How to differentiate NVR and DVR?
Source: LS VISION
Digital video recorders and network video recorders come in various different models and types. Understanding what to look for is important and even more important is understanding what you need. Lets review the various types of CCTV security recorders to better understand what to look for.
Benefits of Surveillance Camera Video Recorders
Camera Channels - NVRs (Network Video Recorders) and DVRs(Digital Video Recorders) come in various sizes. Typically you will see these systems in 4, 8, 16,32,64 and 128 channel (camera) systems. Having 16 channels will allow you to have 16 cameras on one system. This means you can record 16 cameras on one system. Most people tend to go with these recorders because of the large capacity of camera channels they can use. Even if you only need 5 cameras to start, a 16ch NVR or DVR will allow you to have growing room.
NVR vs DVR - The difference between an NVR and DVR can be confusing to many. A network video recorder (NVR) records IP cameras that are transmitted via a network cable. These cameras connect to an NVR either by way of a network switch or router and in some cases directly to the recorder itself. In essence, NVRs record IP cameras. Digital video recorders (DVRs) are synonymous with recording analog or coax based cameras. Newer HD-TVI or HD-CVI,HD-AHD cameras also transmit via coax cable and also use DVRs to record. So in short, a DVR records cameras that are connected via a coax cable. There are more technical details involved explaining the two technologies but for the purpose of this article we will keep it as simple as possible. They both record cameras and offer the same similar options but they record different transmission methods.

§ **Provided data**:

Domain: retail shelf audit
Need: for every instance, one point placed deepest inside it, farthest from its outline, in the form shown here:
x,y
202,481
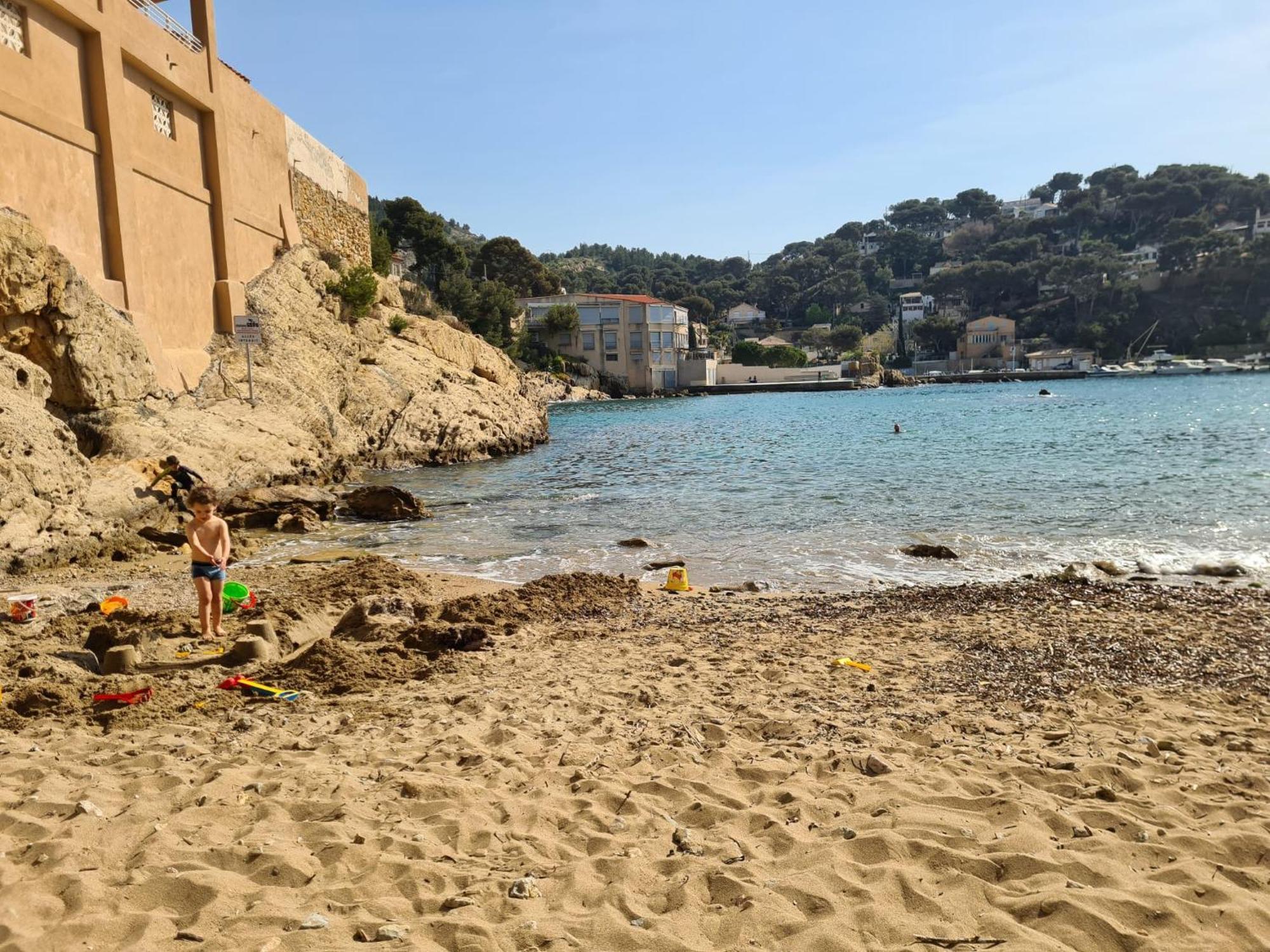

§ **Work required**: Change "CCTV security recorders" to "surveillance recorders" in the NVR and DVR guide, and give its wording starting at "How to differentiate" and ending at "to look for.". The listing has no connection to the NVR and DVR guide.

§ **Output of the exercise**:
How to differentiate NVR and DVR?
Source: LS VISION
Digital video recorders and network video recorders come in various different models and types. Understanding what to look for is important and even more important is understanding what you need. Lets review the various types of surveillance recorders to better understand what to look for.